Selected extract
★ ★ ★ ★ ★
Jodie graduated in 2013. She is currently working as a senior economist at the City of Cape Town.

Supervisor: Prof. Corné van Walbeek

Chipo Yvette Rusere (Masters)

Tobacco Control in Zimbabwe and the WHO Framework Convention on Tobacco Control WHO FCTC): State of Affairs

Chipo is from Zimbabwe, and completed her undergraduate degree at the University of Zimbabwe in Harare. In her Master’s thesis, Chipo assesses the implementation of Zimbabwe’s current tobacco-control legislation, and how it aligns with the provisions of the WHO Framework Convention on Tobacco Control. Zimbabwe ratified the FCTC in 2014, becoming its 181st Party. Since ratification, the government has incentivised tobacco production, contrary to the WHO FCTC. Tobacco control is not prioritised. The conflicting signals, coupled with seemingly contradictory actions, have raised doubts about the country’s true intent when it ratified the treaty. Chipo found that Zimbabwe’s existing tobacco-control legislation was biased because of tobacco-industry interference. She concludes that accession to the WHO FCTC appears to have been an opportunity to present the country’s concerns, particularly those relating to the supply-side provisions of the WHO FCTC.

Chipo was awarded her Masters in December 2019. Since completing her degree, she has enrolled for a second Master’s, namely in Climate Change and Sustainable Development. Concurrently, Chipo is a Project Coordinator for a Cape Town-based sustainable development consultancy.

Supervisor: Professor Corné van Walbeek and Dr Catherine Egbe (SA Medical Research Council)

Michal Stoklosa (PhD)
★ ★ ★ ★ ★
Given information

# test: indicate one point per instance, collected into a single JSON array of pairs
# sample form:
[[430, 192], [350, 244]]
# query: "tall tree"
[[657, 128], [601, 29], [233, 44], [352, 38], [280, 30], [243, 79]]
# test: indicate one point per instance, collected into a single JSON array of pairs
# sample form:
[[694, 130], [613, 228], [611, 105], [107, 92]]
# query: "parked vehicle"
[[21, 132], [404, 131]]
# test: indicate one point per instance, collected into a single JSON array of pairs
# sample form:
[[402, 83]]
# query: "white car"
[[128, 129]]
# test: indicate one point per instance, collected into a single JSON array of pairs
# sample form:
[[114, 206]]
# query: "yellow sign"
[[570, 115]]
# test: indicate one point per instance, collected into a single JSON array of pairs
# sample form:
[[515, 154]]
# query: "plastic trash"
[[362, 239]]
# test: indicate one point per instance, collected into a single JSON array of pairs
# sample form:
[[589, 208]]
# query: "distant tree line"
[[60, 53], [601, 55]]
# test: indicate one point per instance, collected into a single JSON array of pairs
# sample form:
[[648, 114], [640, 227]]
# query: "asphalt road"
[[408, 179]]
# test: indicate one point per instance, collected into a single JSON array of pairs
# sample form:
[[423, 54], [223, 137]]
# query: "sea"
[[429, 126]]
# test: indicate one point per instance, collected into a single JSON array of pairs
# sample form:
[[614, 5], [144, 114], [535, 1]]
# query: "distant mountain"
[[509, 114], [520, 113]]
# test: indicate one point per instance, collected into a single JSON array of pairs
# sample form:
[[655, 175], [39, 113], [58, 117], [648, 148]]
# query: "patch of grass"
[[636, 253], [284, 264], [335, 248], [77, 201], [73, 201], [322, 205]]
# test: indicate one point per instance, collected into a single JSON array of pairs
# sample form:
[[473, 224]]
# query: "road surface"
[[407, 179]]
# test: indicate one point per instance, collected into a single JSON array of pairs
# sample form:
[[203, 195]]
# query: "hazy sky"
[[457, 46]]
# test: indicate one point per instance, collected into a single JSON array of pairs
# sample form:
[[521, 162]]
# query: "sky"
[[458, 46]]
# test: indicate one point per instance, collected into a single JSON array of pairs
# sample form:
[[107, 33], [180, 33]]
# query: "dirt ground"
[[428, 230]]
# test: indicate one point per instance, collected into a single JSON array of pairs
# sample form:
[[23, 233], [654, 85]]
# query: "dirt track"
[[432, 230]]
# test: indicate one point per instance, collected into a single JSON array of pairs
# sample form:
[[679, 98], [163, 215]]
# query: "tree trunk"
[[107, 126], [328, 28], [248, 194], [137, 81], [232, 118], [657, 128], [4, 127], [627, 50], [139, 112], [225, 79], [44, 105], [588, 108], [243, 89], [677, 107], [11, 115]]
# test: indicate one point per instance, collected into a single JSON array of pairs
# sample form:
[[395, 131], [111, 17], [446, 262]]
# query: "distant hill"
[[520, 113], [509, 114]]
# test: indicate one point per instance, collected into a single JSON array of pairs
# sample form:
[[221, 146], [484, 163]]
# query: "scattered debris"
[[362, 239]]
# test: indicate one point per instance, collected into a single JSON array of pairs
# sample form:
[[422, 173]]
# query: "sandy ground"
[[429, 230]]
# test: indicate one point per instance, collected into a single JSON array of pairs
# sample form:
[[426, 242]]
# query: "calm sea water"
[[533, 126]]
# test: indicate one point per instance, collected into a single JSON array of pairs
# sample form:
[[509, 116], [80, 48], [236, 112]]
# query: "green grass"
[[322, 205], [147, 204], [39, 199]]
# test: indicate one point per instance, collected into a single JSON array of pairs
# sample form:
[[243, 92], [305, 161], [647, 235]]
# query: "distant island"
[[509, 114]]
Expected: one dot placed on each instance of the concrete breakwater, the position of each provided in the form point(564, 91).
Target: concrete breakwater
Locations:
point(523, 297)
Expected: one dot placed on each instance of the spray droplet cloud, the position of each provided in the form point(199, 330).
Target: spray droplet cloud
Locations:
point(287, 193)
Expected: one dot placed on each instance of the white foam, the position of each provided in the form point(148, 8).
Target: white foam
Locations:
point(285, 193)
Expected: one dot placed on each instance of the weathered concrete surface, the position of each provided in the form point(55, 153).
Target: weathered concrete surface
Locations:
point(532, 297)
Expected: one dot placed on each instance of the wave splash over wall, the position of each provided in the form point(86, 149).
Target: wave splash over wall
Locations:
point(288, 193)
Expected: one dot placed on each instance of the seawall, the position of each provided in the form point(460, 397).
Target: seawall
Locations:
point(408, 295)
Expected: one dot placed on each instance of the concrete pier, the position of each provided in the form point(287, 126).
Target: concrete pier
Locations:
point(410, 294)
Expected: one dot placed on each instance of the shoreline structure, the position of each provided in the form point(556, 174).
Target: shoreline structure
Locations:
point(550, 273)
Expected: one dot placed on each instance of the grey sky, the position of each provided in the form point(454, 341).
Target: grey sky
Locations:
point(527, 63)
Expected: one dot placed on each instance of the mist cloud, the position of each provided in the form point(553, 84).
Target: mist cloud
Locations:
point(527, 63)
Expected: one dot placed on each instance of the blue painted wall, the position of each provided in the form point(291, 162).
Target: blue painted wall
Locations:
★ ★ ★ ★ ★
Exercise A
Retype everything in the graduate profiles from "Chipo was awarded" down to "sustainable development consultancy.".
Exercise B
Summarize the graduate profiles in two sentences.
The rows are not needed for anything you are asked to do.

Your response A
Chipo was awarded her Masters in December 2019. Since completing her degree, she has enrolled for a second Master’s, namely in Climate Change and Sustainable Development. Concurrently, Chipo is a Project Coordinator for a Cape Town-based sustainable development consultancy.

Your response B
Jodie graduated in 2013 and works as a senior economist at the City of Cape Town, while Chipo Yvette Rusere, awarded her Masters in December 2019, wrote a thesis assessing how Zimbabwe's tobacco-control legislation aligns with the WHO Framework Convention on Tobacco Control, which Zimbabwe ratified in 2014. She found that the legislation was biased by tobacco-industry interference, and she has since enrolled in a second Master's in Climate Change and Sustainable Development while working as a Project Coordinator for a Cape Town-based sustainable development consultancy.